### Source text
A marketed follow-on is a publicly announced offering that may include a short roadshow. Unlike an IPO roadshow which can take around two weeks, we typically see marketed deals that take just a few days from announcement to pricing. For example, earlier this month a company filed their S-1 and announced their deal on a Monday and priced four days later on Thursday afternoon. With a few days available, there are options for marketing the offering:
- Quick Roadshow. With just a few days, there is a chance to go to New York, Boston and possibly the Midwest.
- Conference Calls. With limited time and difficult logistics, it may make more sense to host a series of conference calls with investors.
The bookrunner(s) will best be able to recommend one of the strategies, or a combination of the two. The best use of your time will be based on factors such as: most recent conferences attended and 1-1 meetings; recent non-deal roadshows; and other meetings or calls with investors. The bookrunner(s) will also look at the recent trading activity to understand which investors may be the most interested in the offering.
Over a year ago we looked at Considerations for Choosing Investment Bank Partners. With a new offering, there is an opportunity to look at the banks from the original deal and possibly make some changes. A few things to consider:
- Evaluate the Bookrunner(s). While your bookrunner(s) may have done a good job on the IPO, it may be time to look at their recent performance and decide whether they are the right fit for the next offering. Do they continue to be a leader in the space? Have they continued to work with you as a partner since the time of your IPO? Will this transaction be important to them? A lot can happen between an IPO and a follow-on offering, so this is a good time to evaluate the relationship and figure out what is best for you and the company.
- Evaluate the Co-Managers. Just like you evaluate the bookrunner(s) from your IPO, this is also a chance to look at the performance of the co-managers. Keep in mind, that just because a bank participated in the IPO doesn’t mean they should automatically be involved in the follow-on.
- Add New Bank or Banks. A follow-on offering will typically be larger than an IPO providing the opportunity to add new banks to the deal. If you worked with a smaller bank during your IPO, now may be the chance to work with a bank that has shown consistent leadership in your company’s space. It may also be a good chance to broaden your relationships with new banks.
All of the decisions listed above are important and should not be taken lightly. As with the IPO where there may have been disappointed parties who did not get to participate, be prepared for the same when it comes time to raise additional capital.

### Requirements
**a.** According to the follow-on offering text, about how long can an IPO roadshow take?
**b.** Report every line of the records that holds the word "rocky", treating case as significant.
The follow-on offering text has no connection to the data records.

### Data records
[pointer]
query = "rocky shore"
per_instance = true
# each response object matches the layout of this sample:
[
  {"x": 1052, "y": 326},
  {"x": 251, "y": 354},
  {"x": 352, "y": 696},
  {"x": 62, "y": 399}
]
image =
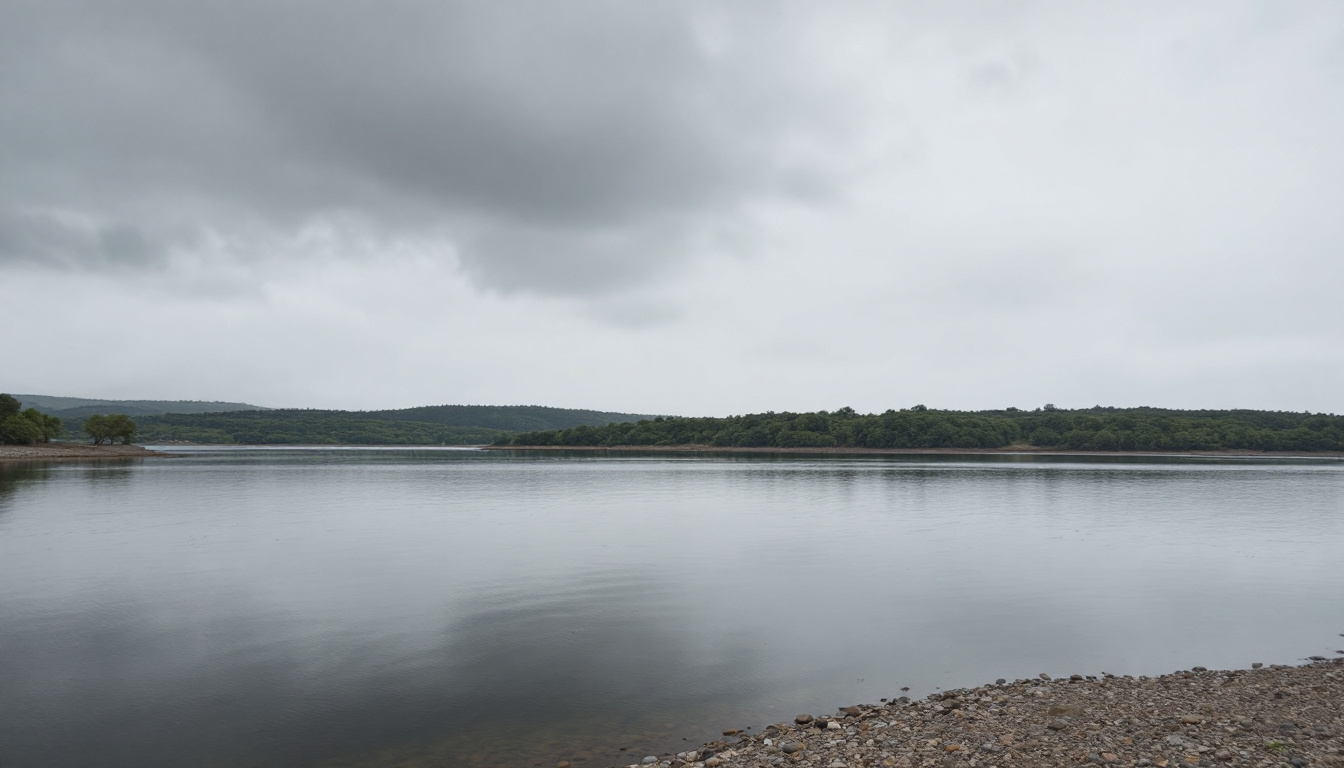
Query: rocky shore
[
  {"x": 69, "y": 451},
  {"x": 1264, "y": 716}
]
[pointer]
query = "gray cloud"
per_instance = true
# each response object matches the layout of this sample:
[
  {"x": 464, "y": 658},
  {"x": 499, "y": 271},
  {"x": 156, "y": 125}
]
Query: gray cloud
[{"x": 558, "y": 148}]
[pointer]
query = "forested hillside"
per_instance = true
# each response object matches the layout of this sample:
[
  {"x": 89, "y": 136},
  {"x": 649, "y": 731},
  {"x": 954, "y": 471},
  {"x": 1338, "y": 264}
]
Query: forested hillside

### Answers
**a.** Around two weeks.

**b.**
query = "rocky shore"
Query: rocky shore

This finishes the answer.